(Stored data entries)
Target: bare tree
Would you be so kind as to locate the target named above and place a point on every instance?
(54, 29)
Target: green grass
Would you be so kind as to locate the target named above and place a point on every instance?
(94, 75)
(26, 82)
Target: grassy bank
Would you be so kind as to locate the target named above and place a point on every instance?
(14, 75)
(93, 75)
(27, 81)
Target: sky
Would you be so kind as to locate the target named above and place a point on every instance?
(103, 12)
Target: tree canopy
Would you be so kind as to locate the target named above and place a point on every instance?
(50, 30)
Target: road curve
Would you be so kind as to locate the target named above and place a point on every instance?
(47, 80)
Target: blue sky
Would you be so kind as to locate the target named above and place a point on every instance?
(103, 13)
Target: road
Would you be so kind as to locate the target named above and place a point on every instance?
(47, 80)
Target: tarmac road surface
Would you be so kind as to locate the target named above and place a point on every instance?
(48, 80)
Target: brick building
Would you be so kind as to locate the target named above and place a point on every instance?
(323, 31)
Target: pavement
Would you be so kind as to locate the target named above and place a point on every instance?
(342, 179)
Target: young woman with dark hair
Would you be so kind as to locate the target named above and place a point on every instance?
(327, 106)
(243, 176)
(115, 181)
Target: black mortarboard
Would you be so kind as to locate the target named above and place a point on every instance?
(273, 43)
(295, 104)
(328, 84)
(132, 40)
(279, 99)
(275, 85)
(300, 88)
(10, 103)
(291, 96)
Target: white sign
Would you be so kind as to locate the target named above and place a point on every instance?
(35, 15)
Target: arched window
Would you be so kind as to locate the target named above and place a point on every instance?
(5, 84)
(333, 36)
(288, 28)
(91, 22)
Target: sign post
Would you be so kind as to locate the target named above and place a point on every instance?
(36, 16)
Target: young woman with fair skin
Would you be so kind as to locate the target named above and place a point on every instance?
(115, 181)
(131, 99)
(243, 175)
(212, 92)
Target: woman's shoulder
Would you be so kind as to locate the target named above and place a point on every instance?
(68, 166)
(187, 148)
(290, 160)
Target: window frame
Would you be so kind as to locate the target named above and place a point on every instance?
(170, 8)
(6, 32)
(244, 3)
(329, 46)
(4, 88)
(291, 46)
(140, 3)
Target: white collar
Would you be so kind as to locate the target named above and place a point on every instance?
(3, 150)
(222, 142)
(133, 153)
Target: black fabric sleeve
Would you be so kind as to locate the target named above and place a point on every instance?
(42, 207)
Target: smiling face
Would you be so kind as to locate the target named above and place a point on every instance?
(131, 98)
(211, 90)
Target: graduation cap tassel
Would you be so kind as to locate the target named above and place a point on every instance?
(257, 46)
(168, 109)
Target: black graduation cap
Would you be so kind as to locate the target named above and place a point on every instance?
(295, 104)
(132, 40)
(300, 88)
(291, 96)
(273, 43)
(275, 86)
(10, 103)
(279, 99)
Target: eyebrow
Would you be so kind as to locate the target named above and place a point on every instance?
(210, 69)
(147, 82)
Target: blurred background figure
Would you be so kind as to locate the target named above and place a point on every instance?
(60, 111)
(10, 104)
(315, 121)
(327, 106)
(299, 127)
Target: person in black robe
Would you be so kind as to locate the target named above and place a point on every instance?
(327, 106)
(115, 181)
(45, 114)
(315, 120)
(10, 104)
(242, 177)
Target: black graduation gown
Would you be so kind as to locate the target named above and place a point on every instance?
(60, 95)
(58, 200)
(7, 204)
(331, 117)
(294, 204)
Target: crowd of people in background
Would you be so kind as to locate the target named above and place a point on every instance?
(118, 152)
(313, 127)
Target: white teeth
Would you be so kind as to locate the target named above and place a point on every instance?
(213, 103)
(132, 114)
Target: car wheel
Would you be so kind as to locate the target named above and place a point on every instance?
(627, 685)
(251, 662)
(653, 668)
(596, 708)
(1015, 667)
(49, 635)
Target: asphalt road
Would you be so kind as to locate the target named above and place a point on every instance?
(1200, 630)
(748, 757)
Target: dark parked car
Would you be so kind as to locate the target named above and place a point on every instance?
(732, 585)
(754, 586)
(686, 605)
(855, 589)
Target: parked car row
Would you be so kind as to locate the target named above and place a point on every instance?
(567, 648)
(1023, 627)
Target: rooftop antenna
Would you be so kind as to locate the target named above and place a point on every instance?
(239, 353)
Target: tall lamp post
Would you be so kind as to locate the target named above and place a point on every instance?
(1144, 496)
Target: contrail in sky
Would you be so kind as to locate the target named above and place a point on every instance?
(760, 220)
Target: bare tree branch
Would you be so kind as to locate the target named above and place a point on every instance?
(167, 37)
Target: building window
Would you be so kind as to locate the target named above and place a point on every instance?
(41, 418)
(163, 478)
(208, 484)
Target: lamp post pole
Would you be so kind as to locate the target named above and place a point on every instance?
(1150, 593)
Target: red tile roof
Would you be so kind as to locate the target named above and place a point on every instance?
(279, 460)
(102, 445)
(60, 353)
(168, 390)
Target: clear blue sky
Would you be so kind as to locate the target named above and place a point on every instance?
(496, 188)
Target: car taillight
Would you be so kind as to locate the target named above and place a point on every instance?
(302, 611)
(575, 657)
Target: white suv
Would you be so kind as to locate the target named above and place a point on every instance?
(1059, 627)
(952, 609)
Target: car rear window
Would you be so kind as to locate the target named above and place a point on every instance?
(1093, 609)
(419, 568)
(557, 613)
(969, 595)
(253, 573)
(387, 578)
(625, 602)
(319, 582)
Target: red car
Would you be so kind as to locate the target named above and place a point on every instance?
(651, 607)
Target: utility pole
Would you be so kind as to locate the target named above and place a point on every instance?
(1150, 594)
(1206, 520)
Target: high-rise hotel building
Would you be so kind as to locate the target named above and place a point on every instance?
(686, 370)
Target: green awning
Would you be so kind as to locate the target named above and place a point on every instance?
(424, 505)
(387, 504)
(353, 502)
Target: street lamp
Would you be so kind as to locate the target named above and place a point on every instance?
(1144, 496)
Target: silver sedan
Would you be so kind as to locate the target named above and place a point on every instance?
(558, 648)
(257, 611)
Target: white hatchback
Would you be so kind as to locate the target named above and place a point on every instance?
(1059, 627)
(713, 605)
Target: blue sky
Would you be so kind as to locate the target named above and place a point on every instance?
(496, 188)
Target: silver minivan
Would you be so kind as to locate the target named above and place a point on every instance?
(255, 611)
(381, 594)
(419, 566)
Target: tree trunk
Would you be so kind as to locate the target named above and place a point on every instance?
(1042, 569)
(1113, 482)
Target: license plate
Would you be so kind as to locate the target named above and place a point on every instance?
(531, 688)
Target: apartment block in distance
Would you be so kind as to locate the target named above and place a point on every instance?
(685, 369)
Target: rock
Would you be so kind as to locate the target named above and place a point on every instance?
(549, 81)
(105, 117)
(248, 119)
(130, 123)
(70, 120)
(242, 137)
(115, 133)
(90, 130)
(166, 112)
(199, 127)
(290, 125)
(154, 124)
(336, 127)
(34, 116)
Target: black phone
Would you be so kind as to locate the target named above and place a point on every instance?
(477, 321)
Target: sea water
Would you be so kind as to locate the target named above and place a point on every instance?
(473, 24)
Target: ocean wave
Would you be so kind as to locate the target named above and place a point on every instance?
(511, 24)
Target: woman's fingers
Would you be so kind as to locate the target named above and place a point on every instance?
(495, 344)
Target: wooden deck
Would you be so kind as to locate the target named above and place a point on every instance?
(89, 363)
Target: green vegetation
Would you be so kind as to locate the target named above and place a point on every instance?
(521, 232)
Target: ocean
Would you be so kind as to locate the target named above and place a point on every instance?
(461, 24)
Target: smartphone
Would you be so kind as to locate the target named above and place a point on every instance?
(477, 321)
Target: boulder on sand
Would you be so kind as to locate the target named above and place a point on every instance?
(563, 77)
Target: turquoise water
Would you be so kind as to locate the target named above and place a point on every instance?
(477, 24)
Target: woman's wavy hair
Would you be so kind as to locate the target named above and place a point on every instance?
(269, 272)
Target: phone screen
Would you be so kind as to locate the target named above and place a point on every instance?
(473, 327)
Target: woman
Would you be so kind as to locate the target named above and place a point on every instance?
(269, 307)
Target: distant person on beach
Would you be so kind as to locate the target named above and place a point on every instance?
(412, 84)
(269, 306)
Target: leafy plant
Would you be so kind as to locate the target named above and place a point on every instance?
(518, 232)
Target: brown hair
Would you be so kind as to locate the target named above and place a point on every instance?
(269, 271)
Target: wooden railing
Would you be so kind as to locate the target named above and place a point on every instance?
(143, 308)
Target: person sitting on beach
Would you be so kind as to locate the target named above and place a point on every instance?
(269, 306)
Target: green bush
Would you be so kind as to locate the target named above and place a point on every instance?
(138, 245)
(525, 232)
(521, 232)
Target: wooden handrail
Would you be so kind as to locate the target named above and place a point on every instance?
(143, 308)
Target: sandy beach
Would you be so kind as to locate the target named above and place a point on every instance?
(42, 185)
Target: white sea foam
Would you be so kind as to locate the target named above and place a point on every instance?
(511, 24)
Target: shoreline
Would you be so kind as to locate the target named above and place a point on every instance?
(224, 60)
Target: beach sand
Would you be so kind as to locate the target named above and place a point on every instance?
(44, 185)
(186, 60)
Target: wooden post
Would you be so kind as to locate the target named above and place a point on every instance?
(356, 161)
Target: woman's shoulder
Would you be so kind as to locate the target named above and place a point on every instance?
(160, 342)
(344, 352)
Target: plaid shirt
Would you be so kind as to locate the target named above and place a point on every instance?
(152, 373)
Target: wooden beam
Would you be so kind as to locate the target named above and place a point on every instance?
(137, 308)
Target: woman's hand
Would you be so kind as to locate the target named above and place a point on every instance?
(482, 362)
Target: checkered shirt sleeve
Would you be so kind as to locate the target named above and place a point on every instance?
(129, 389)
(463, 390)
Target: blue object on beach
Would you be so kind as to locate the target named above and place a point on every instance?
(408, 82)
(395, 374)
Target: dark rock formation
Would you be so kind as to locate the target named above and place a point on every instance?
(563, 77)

Your objective:
The answer is the run of lines above from the line containing "Target: black mortarboard" through the line containing "Target: window frame", copied exactly and alone.

Result:
Target: black mortarboard
Would you be so kind as to locate the target named above and place a point on every instance?
(273, 43)
(295, 104)
(328, 84)
(132, 40)
(279, 99)
(275, 85)
(300, 88)
(10, 103)
(291, 96)
Target: white sign
Would you be so kind as to locate the target named above and place a point on every instance?
(35, 15)
Target: arched window
Would you be so kind as to locate the target named above and place a point on every instance?
(5, 84)
(333, 36)
(288, 28)
(91, 22)
Target: sign post
Would you be so kind as to locate the target named above and place a point on every instance?
(36, 16)
Target: young woman with fair skin
Would you be so kind as to locate the target named above and place a point on every instance?
(115, 181)
(131, 99)
(243, 175)
(212, 92)
Target: woman's shoulder
Would you be so kind as to locate the target named above and place a point on every instance?
(68, 166)
(187, 148)
(290, 160)
Target: window frame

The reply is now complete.